- _WHAT TO WORK ON_
The reply must contain exactly the lines below from the one with "Target: large tree" down to the one with "For every instance of the wheel", both included, and nothing more; please omit the pictures.

- _RECORD SET_
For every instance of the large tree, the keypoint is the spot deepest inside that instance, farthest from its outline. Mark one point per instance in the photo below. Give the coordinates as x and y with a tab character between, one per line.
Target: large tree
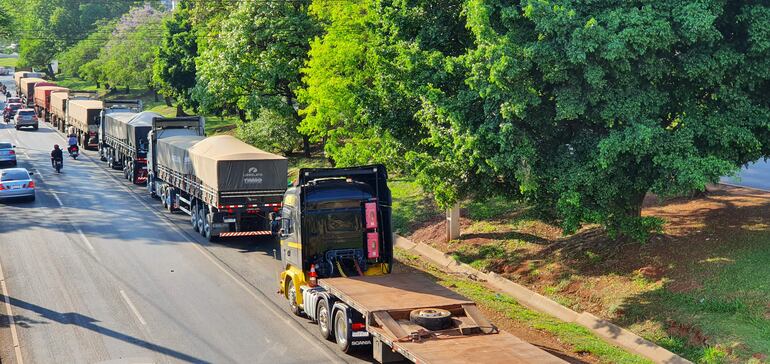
589	105
174	69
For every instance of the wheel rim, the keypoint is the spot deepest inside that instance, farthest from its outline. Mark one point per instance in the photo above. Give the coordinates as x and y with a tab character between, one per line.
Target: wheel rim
323	319
341	330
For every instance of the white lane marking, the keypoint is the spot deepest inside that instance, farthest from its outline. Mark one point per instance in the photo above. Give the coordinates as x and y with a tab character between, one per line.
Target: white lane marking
132	307
12	322
57	199
85	240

- _ANSWER TO THE PROBLEM_
Target: large tree
589	105
174	69
For every instance of the wheel rim, the keypoint is the spot deepest inside that instance, farthest from its outline. Mark one point per instance in the photo above. Give the coordinates as x and y with a tab character between, one per line.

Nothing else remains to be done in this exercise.